--- START ---

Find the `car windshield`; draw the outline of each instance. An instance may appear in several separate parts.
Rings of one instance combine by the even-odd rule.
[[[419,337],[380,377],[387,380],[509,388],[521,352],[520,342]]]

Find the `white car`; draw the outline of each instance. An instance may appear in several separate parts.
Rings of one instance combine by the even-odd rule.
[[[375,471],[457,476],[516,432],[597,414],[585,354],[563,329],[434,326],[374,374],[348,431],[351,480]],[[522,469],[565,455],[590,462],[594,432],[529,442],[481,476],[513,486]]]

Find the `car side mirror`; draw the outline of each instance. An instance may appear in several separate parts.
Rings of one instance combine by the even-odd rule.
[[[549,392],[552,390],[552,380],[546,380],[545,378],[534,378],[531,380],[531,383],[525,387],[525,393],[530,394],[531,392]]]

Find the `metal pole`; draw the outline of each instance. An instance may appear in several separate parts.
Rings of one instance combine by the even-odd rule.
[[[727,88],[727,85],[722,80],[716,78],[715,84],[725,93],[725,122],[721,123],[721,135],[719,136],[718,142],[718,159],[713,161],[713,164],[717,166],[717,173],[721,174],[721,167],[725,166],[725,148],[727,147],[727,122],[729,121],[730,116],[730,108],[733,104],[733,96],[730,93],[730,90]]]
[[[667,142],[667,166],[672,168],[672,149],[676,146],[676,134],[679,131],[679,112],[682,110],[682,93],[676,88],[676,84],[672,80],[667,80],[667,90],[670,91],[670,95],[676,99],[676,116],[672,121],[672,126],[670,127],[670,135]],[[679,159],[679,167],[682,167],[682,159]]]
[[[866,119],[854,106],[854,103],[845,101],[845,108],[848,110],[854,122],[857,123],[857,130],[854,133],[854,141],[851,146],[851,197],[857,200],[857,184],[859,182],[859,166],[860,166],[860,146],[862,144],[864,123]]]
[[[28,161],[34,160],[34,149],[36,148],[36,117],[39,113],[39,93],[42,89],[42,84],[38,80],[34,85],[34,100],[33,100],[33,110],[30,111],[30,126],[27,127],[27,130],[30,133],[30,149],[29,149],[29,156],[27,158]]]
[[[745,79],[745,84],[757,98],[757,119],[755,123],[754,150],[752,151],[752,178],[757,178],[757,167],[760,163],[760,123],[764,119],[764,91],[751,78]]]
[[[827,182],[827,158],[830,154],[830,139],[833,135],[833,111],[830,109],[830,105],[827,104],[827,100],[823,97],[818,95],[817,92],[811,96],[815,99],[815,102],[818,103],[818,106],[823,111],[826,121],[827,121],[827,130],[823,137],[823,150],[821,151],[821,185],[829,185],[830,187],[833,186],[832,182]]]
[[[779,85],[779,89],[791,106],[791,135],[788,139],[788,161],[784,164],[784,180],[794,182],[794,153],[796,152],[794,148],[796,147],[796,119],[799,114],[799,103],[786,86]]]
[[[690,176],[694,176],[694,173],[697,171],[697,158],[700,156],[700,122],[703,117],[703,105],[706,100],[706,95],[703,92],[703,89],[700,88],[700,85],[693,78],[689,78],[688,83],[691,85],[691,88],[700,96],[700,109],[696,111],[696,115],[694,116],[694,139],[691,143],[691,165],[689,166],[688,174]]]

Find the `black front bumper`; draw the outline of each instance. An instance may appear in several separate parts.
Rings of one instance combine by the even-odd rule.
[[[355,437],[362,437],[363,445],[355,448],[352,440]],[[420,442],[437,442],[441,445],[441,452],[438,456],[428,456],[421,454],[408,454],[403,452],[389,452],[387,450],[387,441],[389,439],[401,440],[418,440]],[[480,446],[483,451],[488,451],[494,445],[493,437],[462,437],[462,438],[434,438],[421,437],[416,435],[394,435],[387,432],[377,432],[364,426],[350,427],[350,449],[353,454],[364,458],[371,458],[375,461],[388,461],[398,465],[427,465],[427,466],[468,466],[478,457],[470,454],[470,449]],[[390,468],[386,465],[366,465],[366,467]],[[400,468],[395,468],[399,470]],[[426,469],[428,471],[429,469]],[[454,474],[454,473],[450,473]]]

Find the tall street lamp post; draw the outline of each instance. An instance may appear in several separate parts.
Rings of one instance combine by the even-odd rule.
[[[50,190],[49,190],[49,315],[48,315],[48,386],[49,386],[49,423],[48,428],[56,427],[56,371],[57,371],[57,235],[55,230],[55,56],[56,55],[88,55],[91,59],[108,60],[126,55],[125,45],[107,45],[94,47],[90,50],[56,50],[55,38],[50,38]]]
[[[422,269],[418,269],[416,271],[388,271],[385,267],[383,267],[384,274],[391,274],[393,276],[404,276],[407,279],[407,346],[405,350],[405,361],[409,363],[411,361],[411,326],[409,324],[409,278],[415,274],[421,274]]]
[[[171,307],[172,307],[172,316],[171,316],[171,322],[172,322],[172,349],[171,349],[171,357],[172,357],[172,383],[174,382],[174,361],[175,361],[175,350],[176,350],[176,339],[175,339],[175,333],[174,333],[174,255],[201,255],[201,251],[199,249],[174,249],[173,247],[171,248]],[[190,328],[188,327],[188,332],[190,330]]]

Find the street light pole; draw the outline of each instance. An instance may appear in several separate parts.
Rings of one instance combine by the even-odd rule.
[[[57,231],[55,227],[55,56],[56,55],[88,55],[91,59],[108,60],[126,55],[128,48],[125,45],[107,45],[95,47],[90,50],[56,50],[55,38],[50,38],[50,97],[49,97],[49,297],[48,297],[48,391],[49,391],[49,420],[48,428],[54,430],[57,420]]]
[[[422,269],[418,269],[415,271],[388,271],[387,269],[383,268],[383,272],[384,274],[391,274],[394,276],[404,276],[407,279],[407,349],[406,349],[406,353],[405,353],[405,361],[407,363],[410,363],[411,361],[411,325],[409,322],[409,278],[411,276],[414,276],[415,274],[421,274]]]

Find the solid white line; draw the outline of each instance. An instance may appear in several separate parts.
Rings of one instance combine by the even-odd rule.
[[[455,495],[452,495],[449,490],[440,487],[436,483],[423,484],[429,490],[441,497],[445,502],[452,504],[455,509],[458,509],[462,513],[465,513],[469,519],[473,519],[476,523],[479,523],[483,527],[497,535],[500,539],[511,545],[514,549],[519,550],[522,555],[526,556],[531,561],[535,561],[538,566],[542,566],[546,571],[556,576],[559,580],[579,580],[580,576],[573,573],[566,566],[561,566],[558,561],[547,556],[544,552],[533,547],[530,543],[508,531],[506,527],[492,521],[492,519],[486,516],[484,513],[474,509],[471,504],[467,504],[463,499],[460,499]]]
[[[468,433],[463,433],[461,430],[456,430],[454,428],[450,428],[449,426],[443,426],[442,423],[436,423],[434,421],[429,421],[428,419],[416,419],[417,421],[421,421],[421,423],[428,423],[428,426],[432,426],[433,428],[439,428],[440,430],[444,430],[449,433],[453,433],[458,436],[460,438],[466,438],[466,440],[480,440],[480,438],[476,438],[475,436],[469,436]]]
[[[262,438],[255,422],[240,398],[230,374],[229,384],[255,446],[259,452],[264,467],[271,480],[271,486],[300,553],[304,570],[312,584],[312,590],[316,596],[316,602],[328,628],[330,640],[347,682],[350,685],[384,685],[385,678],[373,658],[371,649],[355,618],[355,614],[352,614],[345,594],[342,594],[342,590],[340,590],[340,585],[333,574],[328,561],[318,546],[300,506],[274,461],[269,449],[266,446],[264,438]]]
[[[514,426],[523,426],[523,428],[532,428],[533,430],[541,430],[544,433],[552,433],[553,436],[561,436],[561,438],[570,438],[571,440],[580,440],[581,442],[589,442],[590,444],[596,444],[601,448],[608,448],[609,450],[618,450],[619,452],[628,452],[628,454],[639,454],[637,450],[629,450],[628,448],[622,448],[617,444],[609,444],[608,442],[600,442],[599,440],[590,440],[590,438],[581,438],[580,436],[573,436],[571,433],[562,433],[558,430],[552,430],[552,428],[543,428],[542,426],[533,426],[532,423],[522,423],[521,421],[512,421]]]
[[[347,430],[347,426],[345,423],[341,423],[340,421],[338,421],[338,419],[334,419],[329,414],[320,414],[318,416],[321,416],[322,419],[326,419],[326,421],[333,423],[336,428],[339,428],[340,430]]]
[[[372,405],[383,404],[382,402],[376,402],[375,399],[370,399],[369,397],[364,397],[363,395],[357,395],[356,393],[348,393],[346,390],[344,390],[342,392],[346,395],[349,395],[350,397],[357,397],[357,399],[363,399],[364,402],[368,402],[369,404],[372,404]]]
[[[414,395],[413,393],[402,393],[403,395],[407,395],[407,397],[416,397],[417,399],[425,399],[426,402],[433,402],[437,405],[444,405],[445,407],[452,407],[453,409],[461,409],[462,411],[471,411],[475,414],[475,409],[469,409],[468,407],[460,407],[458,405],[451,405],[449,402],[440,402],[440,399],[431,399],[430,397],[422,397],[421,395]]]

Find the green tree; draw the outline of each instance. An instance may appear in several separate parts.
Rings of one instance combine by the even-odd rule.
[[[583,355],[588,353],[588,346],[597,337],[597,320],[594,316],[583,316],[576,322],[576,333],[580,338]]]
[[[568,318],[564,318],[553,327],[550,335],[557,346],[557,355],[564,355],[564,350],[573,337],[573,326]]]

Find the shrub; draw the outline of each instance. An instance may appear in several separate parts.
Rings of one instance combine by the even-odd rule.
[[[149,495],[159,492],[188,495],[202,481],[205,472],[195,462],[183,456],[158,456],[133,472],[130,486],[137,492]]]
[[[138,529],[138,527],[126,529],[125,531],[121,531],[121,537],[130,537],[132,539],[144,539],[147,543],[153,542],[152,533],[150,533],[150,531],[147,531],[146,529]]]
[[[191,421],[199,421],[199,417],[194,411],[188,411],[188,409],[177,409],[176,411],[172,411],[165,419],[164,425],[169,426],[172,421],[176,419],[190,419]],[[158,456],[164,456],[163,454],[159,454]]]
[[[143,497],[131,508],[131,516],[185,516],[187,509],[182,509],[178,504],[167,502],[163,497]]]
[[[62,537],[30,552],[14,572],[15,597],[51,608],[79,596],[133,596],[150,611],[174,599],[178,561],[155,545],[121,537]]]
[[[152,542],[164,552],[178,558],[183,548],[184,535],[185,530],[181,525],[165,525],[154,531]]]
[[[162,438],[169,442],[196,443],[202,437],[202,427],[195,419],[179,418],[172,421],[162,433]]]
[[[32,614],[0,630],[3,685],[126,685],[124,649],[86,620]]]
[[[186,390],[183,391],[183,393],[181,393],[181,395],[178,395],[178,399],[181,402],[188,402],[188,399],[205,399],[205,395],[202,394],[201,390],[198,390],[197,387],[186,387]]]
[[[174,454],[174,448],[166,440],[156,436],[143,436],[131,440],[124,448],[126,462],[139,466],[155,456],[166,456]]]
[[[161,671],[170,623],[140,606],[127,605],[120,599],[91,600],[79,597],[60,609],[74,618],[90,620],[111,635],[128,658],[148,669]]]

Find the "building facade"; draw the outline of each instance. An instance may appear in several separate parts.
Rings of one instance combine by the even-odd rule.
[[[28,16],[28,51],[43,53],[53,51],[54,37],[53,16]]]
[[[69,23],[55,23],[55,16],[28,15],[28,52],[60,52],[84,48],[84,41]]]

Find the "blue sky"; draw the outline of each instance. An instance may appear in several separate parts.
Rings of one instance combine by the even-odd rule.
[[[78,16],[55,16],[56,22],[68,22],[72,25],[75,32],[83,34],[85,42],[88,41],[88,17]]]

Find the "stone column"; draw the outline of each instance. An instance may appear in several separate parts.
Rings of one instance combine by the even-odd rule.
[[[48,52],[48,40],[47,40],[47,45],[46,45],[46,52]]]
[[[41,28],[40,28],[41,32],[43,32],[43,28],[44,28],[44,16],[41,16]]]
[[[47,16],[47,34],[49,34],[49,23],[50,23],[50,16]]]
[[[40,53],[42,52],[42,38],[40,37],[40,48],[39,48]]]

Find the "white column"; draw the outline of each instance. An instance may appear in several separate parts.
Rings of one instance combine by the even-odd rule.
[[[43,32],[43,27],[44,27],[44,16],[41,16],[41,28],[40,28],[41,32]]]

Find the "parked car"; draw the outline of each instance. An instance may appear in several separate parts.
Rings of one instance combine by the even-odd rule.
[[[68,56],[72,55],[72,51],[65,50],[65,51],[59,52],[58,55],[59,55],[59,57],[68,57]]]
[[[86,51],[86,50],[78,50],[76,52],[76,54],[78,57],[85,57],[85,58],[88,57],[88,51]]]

--- END ---

> _GOAL OF THE EXERCISE_:
Copy the records from the line containing "Find the shrub;" through the line containing "[[[32,614],[0,630],[3,685],[126,685],[124,649],[86,620]]]", inclusive. Switch "shrub" to "bush" and change nothing else.

> _SOLUTION TO THE PROBLEM_:
Find the bush; draw the outline of each instance. An instance may appear in several separate parts.
Rings of one instance combine by the even-odd rule.
[[[149,495],[159,492],[188,495],[202,481],[205,472],[195,462],[183,456],[158,456],[133,472],[130,486],[137,492]]]
[[[138,529],[138,527],[126,529],[125,531],[121,531],[121,537],[130,537],[132,539],[144,539],[147,543],[153,542],[152,533],[150,533],[150,531],[147,531],[146,529]]]
[[[191,421],[199,421],[199,417],[194,411],[188,411],[188,409],[177,409],[176,411],[172,411],[165,419],[164,425],[169,426],[172,421],[176,419],[190,419]],[[158,456],[164,456],[163,454],[159,454]]]
[[[143,497],[131,508],[131,516],[185,516],[187,509],[182,509],[178,504],[167,502],[163,497]]]
[[[62,537],[30,552],[14,572],[15,597],[51,608],[79,596],[133,596],[150,611],[174,599],[178,561],[155,545],[121,537]]]
[[[152,542],[164,552],[178,558],[183,548],[184,535],[185,530],[181,525],[165,525],[154,531]]]
[[[162,438],[169,442],[196,443],[202,437],[202,427],[195,419],[179,418],[172,421],[162,433]]]
[[[32,614],[0,630],[3,685],[126,685],[124,649],[86,620]]]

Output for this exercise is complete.